[Dataset records on where objects appear]
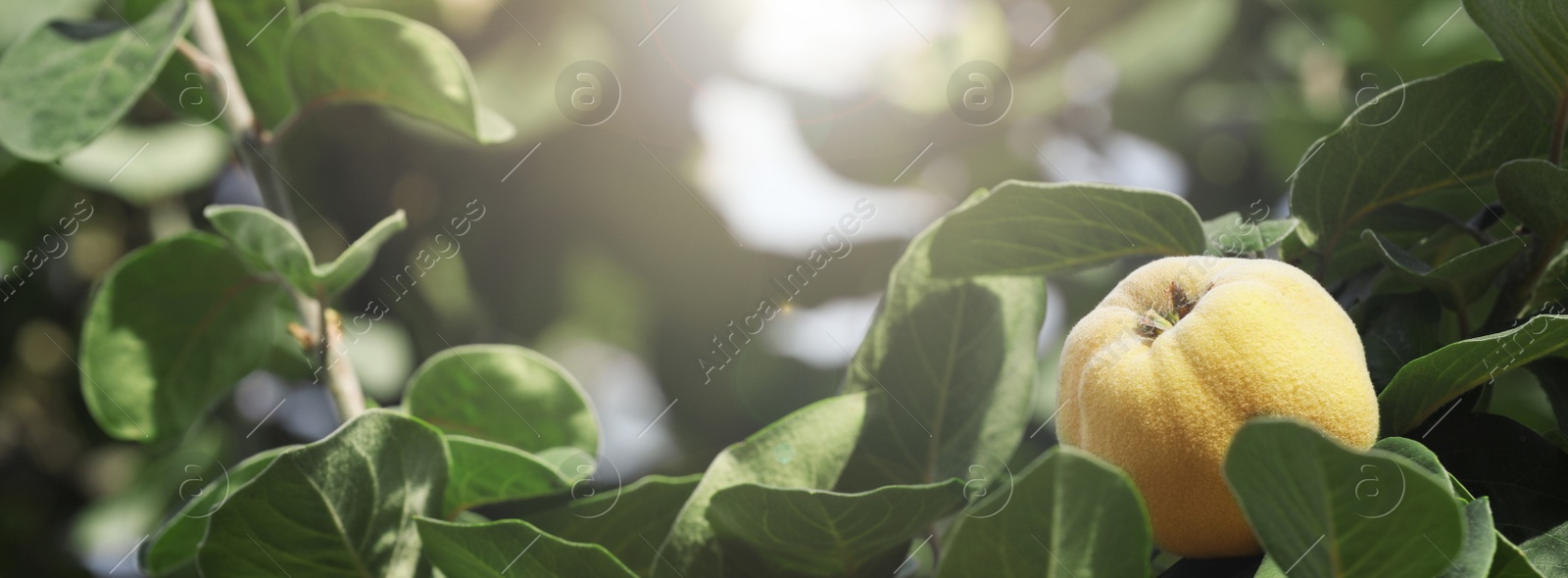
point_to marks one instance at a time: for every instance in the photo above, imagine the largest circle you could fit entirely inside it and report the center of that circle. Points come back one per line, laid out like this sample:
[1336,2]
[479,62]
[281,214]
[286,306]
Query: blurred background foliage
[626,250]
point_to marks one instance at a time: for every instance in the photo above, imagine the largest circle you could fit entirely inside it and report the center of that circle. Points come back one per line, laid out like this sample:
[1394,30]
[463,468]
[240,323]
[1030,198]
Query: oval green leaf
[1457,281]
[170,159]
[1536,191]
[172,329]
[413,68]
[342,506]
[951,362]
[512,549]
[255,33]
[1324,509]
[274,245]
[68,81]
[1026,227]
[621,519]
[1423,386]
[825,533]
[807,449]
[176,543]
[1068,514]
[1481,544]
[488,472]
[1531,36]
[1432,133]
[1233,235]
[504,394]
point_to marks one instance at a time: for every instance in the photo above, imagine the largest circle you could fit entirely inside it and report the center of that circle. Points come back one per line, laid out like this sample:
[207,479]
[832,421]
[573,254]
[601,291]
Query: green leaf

Short exercise: Pull out every line from the records above that contains the string "Query".

Written solution:
Query: blurred background foliage
Query: oval green leaf
Query: green leaf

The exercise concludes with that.